*Problem to solve*.
The line with "Every thin metal wire — box them." marks where to begin; print it and all lines after it in the material below exactly, skipping pictures.

>>>>>

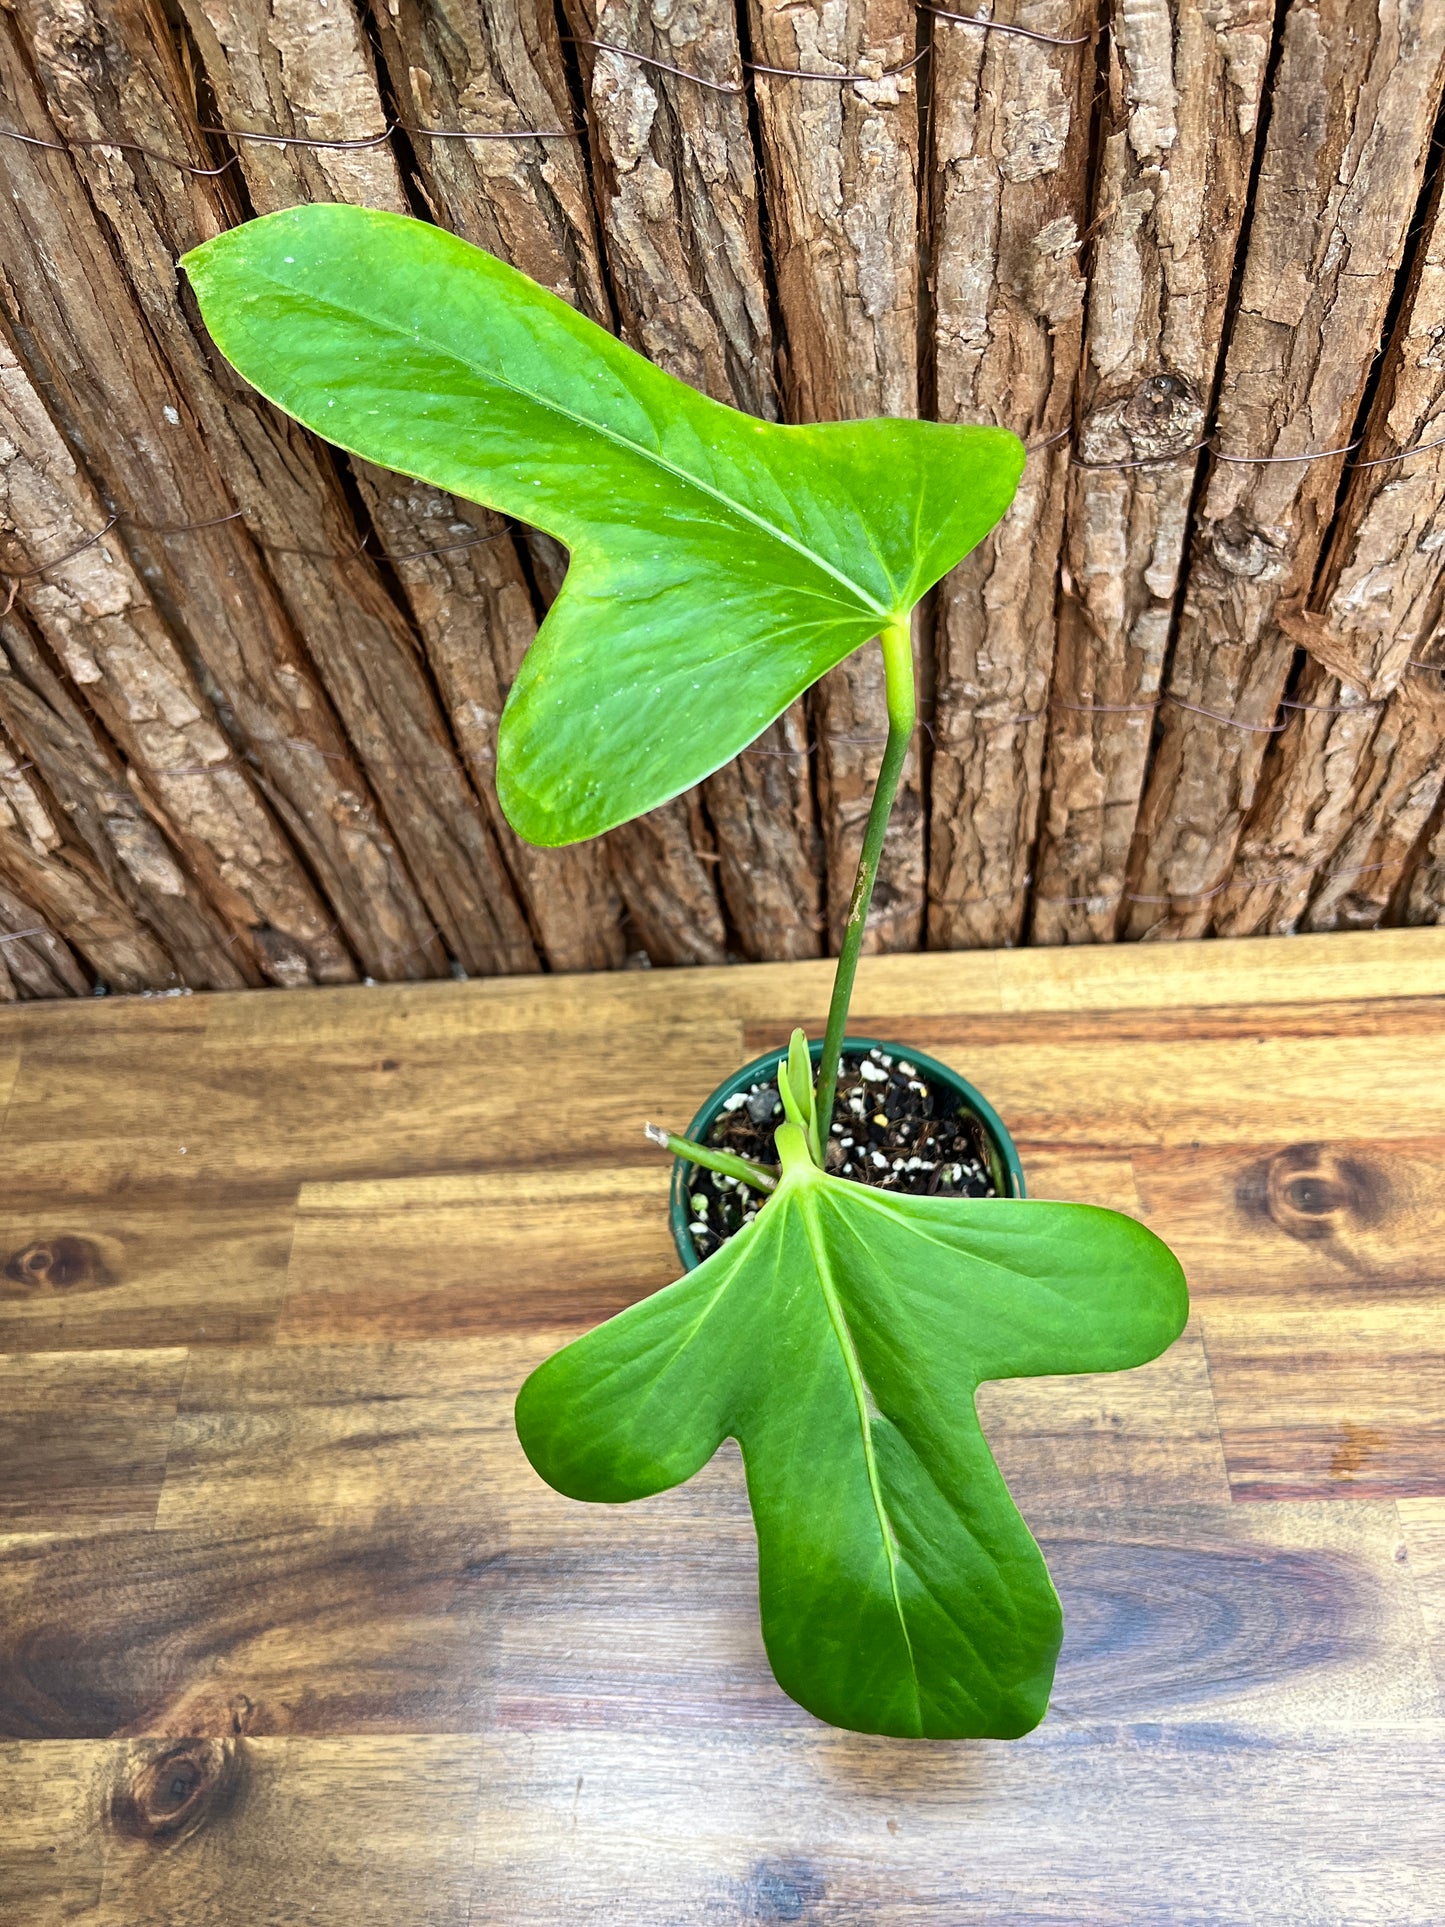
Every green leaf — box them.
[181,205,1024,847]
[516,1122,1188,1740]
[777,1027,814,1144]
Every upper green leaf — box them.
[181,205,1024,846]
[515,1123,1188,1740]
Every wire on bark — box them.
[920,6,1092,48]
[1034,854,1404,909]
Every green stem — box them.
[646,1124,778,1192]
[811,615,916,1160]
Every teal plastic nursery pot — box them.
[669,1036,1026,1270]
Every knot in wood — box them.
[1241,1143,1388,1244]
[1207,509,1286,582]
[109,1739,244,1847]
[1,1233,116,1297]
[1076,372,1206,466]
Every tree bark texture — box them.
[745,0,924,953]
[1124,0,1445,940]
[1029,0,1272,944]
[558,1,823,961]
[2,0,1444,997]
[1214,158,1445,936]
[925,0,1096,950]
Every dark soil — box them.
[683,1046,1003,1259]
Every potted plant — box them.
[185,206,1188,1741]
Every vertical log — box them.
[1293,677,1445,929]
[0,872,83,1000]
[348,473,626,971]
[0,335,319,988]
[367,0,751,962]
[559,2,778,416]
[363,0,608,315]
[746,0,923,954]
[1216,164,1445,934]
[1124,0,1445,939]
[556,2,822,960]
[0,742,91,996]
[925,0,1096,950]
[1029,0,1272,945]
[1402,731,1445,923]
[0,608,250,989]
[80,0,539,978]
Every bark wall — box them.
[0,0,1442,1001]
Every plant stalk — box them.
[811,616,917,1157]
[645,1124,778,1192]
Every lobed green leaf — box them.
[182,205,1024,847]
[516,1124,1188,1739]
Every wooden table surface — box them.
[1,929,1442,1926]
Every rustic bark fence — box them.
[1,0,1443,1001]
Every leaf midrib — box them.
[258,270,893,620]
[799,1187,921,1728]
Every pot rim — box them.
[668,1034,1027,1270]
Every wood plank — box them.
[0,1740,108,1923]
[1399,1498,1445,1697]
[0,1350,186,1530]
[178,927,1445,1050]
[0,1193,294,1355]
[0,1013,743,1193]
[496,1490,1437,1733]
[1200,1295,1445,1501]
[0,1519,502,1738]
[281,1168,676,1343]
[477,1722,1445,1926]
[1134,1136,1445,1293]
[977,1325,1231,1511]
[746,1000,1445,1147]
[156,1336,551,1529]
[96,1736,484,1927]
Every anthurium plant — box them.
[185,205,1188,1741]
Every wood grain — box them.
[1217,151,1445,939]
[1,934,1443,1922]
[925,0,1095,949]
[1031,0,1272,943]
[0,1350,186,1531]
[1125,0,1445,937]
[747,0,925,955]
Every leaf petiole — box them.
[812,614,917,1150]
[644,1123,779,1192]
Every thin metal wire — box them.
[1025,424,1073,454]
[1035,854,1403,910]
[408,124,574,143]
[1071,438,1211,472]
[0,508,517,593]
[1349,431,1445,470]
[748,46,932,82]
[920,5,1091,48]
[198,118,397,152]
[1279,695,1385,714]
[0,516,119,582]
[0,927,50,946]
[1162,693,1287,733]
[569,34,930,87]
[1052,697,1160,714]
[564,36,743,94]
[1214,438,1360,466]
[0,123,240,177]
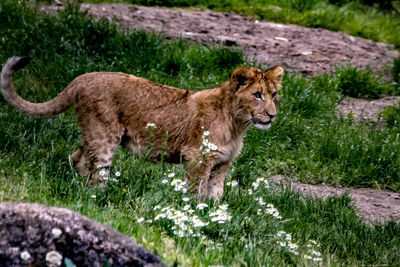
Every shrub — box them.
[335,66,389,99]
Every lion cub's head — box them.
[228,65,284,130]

<<<<<

*Exercise result*.
Every thin metal wire — box them.
[1025,424,1073,454]
[1035,854,1403,910]
[408,124,574,143]
[1071,438,1211,472]
[0,508,517,593]
[1349,431,1445,470]
[748,46,932,82]
[920,5,1091,48]
[198,118,397,152]
[1279,695,1385,714]
[0,516,119,582]
[0,927,50,946]
[1162,693,1287,733]
[569,34,930,87]
[1052,697,1160,714]
[564,36,743,94]
[1214,438,1360,466]
[0,123,240,177]
Every shrub — box them.
[335,66,389,99]
Every lion cub's head — box them.
[228,65,284,130]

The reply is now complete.